> **WHAT THE EXERCISE ASKS**
Make the copy match the entries below exactly, with no pictures carried over.

> **EXTRACTED RECORDS**
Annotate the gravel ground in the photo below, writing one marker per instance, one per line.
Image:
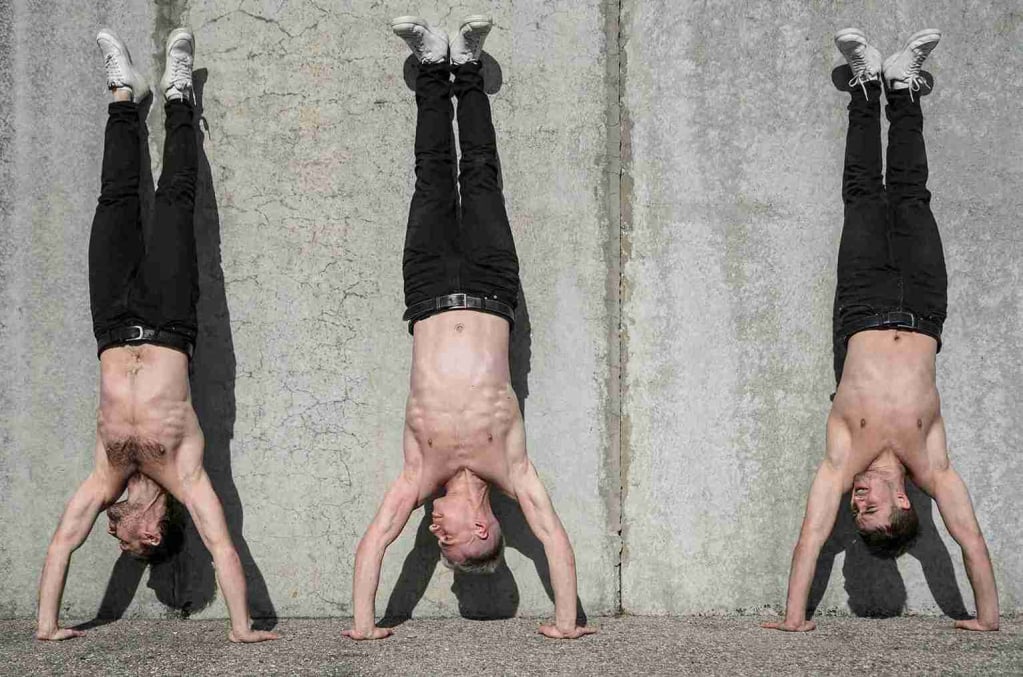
(630, 645)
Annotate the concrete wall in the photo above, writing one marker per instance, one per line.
(734, 160)
(698, 174)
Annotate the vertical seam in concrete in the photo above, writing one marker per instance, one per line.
(614, 109)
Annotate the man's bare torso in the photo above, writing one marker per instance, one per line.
(888, 400)
(146, 422)
(462, 412)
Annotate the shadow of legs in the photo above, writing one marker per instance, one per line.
(214, 371)
(930, 550)
(121, 589)
(415, 574)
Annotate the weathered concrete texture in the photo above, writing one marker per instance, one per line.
(623, 646)
(736, 138)
(301, 372)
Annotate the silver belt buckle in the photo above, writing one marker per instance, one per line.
(902, 318)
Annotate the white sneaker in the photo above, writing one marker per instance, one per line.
(121, 73)
(468, 43)
(862, 57)
(176, 84)
(430, 45)
(901, 70)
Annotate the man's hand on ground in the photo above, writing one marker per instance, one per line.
(785, 626)
(976, 626)
(250, 636)
(58, 634)
(574, 632)
(373, 633)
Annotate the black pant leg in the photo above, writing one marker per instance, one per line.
(116, 240)
(868, 280)
(916, 240)
(169, 275)
(431, 260)
(491, 265)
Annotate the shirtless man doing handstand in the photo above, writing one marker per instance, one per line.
(889, 309)
(463, 431)
(143, 298)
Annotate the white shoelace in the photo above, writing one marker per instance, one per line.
(861, 75)
(181, 73)
(472, 44)
(914, 79)
(115, 76)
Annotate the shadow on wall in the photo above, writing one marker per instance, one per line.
(187, 582)
(874, 585)
(494, 595)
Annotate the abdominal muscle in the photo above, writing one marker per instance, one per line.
(460, 403)
(144, 407)
(887, 396)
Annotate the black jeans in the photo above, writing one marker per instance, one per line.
(148, 279)
(448, 251)
(890, 258)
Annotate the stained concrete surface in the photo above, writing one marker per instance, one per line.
(735, 140)
(724, 219)
(302, 366)
(712, 645)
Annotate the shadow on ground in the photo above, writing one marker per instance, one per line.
(874, 585)
(187, 583)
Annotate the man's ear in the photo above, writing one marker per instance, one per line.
(481, 530)
(149, 538)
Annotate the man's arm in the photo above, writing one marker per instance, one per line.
(208, 515)
(950, 494)
(391, 517)
(92, 496)
(821, 508)
(540, 515)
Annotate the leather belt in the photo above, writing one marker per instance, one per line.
(896, 319)
(425, 309)
(136, 333)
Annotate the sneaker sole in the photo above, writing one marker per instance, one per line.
(476, 21)
(920, 35)
(402, 21)
(176, 34)
(849, 32)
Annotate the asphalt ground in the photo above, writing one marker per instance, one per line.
(625, 645)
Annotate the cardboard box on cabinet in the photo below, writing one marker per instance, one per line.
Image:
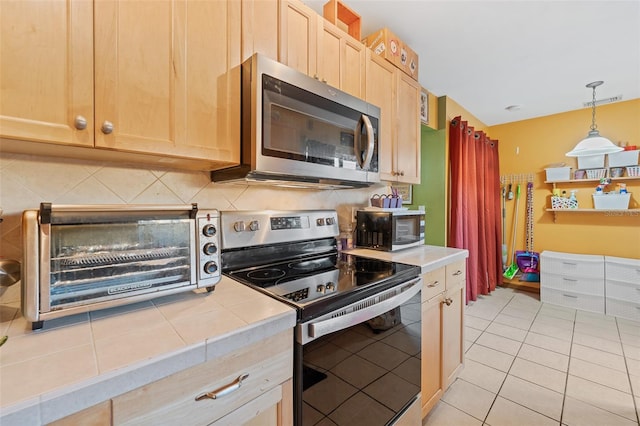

> **EXERCISE SOLUTION**
Annotate the gravel ground in the photo below, writing one marker per instance, one per line.
Image:
(630, 645)
Annotate the concrete wall in the photo above, writing one marker per instance, one per line.
(734, 160)
(698, 174)
Annotate the vertical seam in concrete in the photo above, writing one marker per instance, one per line.
(614, 109)
Annotate the man's bare torso in the photo above, writing one marker per instance, one per line.
(888, 400)
(146, 422)
(462, 412)
Annotate the shadow of legs in the photo above, writing one marker per instance, one per line.
(214, 371)
(930, 550)
(121, 589)
(415, 574)
Annotate the weathered concrete texture in the photo above, writing one marker per instance, one per line.
(623, 646)
(736, 138)
(301, 372)
Annotate the silver belt buckle in the photo above, writing one marker per instance, one per line.
(902, 318)
Annotate the white sneaker in the photo above, writing one marker per instance, one per line.
(121, 73)
(468, 43)
(862, 57)
(176, 84)
(430, 45)
(901, 70)
Annotate the man's hand on ground in the photo above, writing one marker per instance, one per line.
(785, 626)
(976, 626)
(250, 636)
(58, 634)
(574, 632)
(373, 633)
Annotate the black pant leg in the photo above, writing one marker per instance, one per line.
(116, 240)
(868, 280)
(916, 240)
(169, 275)
(431, 260)
(491, 265)
Annotate the shirtless man doing handstand in the photo above, writing one marker per instance, one per line.
(889, 309)
(463, 431)
(143, 298)
Annotate the white shoelace in the photo above, writing one marker per instance, one per line.
(861, 75)
(181, 73)
(472, 44)
(914, 79)
(115, 76)
Annotate the shadow on wall in the photo above, writing one marker per instance, one per line.
(187, 582)
(874, 585)
(494, 595)
Annotate the abdominal muscle in the photo above, writing one marker per instance, one per line.
(460, 403)
(144, 407)
(887, 396)
Annotate the black jeans in the photo above, writing one marker per instance, one per line.
(148, 279)
(448, 251)
(890, 258)
Annotate the stained concrete surface in the photo above, writing one marker per instance, one per line.
(735, 140)
(724, 219)
(302, 366)
(712, 645)
Annotate the shadow on ground in the photo above, writing one marker per instance, one per line.
(874, 585)
(187, 583)
Annotate the man's ear in the photo above, writing one marker per instance, one per line.
(481, 530)
(149, 538)
Annotate the man's arm in the photo above, writing one marker per instance, one per line.
(208, 515)
(950, 494)
(391, 517)
(92, 496)
(821, 508)
(540, 515)
Annotate the leather belt in the photo above, writing one marker per instance, one per line.
(896, 319)
(425, 309)
(136, 333)
Annotate the sneaker sole in the photo above, writing one marker per instance, one per line.
(476, 21)
(920, 35)
(402, 21)
(176, 34)
(849, 32)
Annotate the asphalt ground in the photo above, writing one marker per instance, one per line.
(625, 645)
Annotate the cardboard box on cabinet in the photo below, writing one marker per instance, one per line.
Image:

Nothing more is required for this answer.